Every entry here needs to be repeated exactly.

□ □ □ □

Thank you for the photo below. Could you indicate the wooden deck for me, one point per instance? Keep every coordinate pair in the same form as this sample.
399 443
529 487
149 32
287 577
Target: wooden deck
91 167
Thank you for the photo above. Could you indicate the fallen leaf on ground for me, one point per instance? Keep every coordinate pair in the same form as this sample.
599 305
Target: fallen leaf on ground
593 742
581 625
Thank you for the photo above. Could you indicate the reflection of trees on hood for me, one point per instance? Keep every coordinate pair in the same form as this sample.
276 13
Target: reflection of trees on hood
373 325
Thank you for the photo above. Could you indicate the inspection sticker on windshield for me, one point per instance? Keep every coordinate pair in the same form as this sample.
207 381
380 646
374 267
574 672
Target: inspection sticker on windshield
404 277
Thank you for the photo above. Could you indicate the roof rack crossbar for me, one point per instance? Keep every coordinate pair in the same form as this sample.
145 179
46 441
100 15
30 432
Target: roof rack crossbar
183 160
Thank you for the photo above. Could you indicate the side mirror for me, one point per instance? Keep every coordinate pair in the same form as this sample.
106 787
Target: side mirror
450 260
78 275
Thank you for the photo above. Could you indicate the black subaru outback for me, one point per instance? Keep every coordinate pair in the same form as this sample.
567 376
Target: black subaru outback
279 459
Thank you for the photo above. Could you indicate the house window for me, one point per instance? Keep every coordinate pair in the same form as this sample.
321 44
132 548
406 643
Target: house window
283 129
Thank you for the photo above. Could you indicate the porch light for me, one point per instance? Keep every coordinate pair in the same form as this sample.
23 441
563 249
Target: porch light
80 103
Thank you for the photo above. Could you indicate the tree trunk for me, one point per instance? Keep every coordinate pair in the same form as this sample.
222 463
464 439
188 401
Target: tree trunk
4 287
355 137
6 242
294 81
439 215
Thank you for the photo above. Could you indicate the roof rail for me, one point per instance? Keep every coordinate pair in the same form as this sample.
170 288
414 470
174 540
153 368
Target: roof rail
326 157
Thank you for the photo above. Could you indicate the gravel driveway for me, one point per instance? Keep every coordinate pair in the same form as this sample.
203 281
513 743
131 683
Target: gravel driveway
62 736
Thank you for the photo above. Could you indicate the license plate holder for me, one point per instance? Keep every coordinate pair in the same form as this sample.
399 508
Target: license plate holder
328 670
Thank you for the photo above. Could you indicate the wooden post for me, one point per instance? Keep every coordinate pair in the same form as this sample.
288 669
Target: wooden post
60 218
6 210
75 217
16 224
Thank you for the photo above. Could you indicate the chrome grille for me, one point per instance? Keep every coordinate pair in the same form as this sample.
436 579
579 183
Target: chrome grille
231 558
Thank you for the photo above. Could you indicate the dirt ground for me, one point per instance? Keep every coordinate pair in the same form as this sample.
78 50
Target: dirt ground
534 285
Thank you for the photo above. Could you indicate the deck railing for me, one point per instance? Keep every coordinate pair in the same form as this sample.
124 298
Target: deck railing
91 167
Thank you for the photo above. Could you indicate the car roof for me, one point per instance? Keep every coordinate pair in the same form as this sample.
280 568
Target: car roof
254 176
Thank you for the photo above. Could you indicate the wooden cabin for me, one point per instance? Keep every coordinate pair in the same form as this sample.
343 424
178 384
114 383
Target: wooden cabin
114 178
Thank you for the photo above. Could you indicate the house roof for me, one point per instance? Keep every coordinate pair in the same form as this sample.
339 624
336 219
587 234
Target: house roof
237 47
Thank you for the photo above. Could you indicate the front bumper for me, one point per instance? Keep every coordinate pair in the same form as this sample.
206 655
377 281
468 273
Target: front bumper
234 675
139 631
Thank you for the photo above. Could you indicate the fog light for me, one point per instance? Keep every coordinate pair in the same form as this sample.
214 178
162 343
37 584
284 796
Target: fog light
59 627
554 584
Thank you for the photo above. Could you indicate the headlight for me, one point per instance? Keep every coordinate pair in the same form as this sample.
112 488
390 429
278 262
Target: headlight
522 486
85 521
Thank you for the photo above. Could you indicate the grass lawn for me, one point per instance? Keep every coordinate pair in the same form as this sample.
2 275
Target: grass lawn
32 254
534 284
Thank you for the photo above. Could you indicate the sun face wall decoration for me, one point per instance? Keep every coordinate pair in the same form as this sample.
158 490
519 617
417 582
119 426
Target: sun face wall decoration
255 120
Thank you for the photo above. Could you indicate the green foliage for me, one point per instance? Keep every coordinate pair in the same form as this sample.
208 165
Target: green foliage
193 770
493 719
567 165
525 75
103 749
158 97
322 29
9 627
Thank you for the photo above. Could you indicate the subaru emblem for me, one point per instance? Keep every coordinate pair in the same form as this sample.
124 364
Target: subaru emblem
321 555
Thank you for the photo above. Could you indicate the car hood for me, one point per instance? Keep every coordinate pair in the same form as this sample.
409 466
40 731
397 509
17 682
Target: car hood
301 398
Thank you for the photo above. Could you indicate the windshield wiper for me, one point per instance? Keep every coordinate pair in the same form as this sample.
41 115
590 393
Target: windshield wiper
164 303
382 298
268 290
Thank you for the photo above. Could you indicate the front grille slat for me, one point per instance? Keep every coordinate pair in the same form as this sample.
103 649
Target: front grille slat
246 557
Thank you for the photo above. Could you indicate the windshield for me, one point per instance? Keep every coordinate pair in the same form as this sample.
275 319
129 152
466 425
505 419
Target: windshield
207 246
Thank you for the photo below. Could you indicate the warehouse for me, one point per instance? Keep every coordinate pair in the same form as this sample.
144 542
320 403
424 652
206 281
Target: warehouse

□ □ □ □

* **Answer below**:
Thank you for the photo below. Could you indicate the wooden deck for me, one point per instance? Keep every coordinate pair in the same form as this sample.
399 443
529 487
149 32
287 577
Target: wooden deck
91 167
Thank you for the photo above. Could you indicate the fallen leaf on ground for me, one point per instance? Keep every coordinate pair in the same form as this sample.
599 305
Target: fallen leaf on ground
593 742
581 625
Thank you for the photo above. Could you indicate the reflection of trees on hood for me, one point per instance? Keep every coordinate pair in the same form as this sample.
276 13
Target: reflection of trees on hood
373 325
Thank you for the photo above. Could you indicate the inspection sticker on windshield for me, one point per instance? Keep every coordinate pair in the same form as this sample.
207 381
380 646
374 267
574 672
Target: inspection sticker on windshield
404 277
Thank you for the photo above. Could you indicate the roof rack crossbar for me, one point per instance? Keep every coordinate pair in the same form as this sample.
145 179
46 441
100 15
30 432
Target: roof rack crossbar
183 160
Thank you for the photo above. Could you indicate the side mirror for me, one point per instance? Keep every coordinate pair in the same form as this sample.
106 787
Target: side mirror
450 260
78 275
Thank you for the photo above. Could you indicate the black subaru outback for me, one point per instance? Keep every coordinate pair in the same form as this sample.
567 376
Target: black subaru outback
279 459
Thank you for the photo above. Could you indicate the house window for me, one point per instance? Keep every coordinate pair in the same form as this sample.
321 44
132 548
406 643
Target: house window
283 129
Thank you for the photo above. Could you indicate the porch light for me, one point per instance? Keep every coordinate pair in the same form as this sample.
23 441
563 249
Target: porch light
80 103
Thank you for the photo above. Could you indicate the tree trunk for me, one point per instance? Keep every coordinate pair in the same form as this sample.
222 463
464 439
188 401
Target: tree trunk
4 287
355 137
6 242
294 81
439 215
Thank you for the photo above. Could you indicate the roof rail for me, one point per instance? Keep every coordinate pair in the same form as this sample.
170 288
414 470
174 540
153 368
Target: roof rail
326 157
Thank you for the photo above. Could you indicate the gravel driveway for me, one point per instance? Keep every coordinate pair in the same form as this sample.
203 281
513 743
131 683
Target: gravel driveway
62 736
Thank you for the photo above. Could you indicate the license plate holder for me, one point per instance? Keep every coordinate pair in the same form as this sample.
399 508
Target: license plate holder
328 670
Thank you for the photo above. Could you indicate the wooden post for me, one point per instance? Keep every coordinate pair in the same form as this sample.
288 669
Target: wooden post
60 218
6 210
75 217
16 224
Thank you for the photo above. Could you indicate the chrome grille for me, one point per instance? Keep every coordinate pair in the same form as this sample.
436 579
579 183
Target: chrome grille
231 558
Thank you for the photo above. Could you indicate the dirt ground for me, one point per instance? Keep every coordinate pair in the same form as this sample.
78 50
Target: dirt ground
534 285
Thank you for the photo above. Could you indicate the deck railing for me, one point per instance? Keep every coordinate pair in the same form as this sample.
124 298
Target: deck railing
91 167
Thank you for the photo above. Could you indicate the car roof for me, one point per instance? Keep every coordinate pair in the same form as this sample.
280 568
Target: car roof
254 176
Thank you for the photo above. Could you indicate the wooden cabin for me, one point per instance? Keep every coordinate pair in the same form as this sample.
343 424
178 384
114 383
Target: wooden cabin
114 178
Thank you for the photo above. Could you indicate the house roof for me, one point per instance? Keep every coordinate pair in the same form as this sample.
339 624
336 219
587 234
Target: house roof
237 47
Thank you for the photo above. Could you indicate the front bumper for me, one point per instance? Keep every coordinate pair in the same form as this sample.
206 655
377 281
468 273
Target: front bumper
234 675
139 631
Thank you for the photo above. Could you indicate the fog light for me, one point per instance? Keep every coordinate pair in the same form as this sample.
214 178
162 343
37 584
284 796
Target: fog light
59 627
554 584
Thank you for the photo above. Could you indicate the headlight for me, one point per instance? Keep every coordinate pair in the same form as this sample.
112 488
390 429
278 262
Target: headlight
522 486
85 521
Thank you for the photo above. Could you indicate the grass lawn for me, one point per instance? Keep every coordinate pair in the same form as this sample.
2 275
Target: grass lawn
32 254
534 284
Thank you for the photo above. Could you indicate the sun face wall decoration for me, one point per instance? Keep every coordinate pair in the same form as this sample.
158 490
519 617
417 582
119 426
Target: sun face wall decoration
255 120
Thank you for the photo above. Could you indicate the green foliage for me, one point per instance? Keep every coordinate pair in the same form as this sample.
208 165
Target: green foliage
193 770
493 719
567 165
525 75
103 749
158 97
322 29
9 627
Thank you for the photo above. Could you indicate the subaru emblem for me, one point per instance? Keep every coordinate pair in the same form as this sample.
124 364
Target: subaru emblem
321 555
Thank you for the photo above. Could you indicate the car hood for me, one point per instance? Keep every coordinate pair in the same form as this sample.
409 466
40 731
397 509
17 682
Target: car hood
301 398
Thank you for the photo above. Could you indicate the windshield wiper for me, one point per instance? Keep every coordinate pair in the same form as this sample.
41 115
590 393
Target: windshield wiper
164 303
382 298
268 290
Thank you for the photo above. Could you indicate the front grille slat for me, one point per instance? Keep every coordinate pair in the same form as this sample.
103 649
Target: front grille slat
246 557
Thank you for the photo above. Could you indicate the windshield for me, one point per instance? Keep every coordinate pair in the same form as this sample.
275 319
129 152
466 425
505 419
Target: windshield
207 246
Thank you for the photo below. Could you indicate the warehouse for me, one point per instance? Keep every coordinate pair in the same form as this sample.
144 542
320 403
424 652
206 281
Target: warehouse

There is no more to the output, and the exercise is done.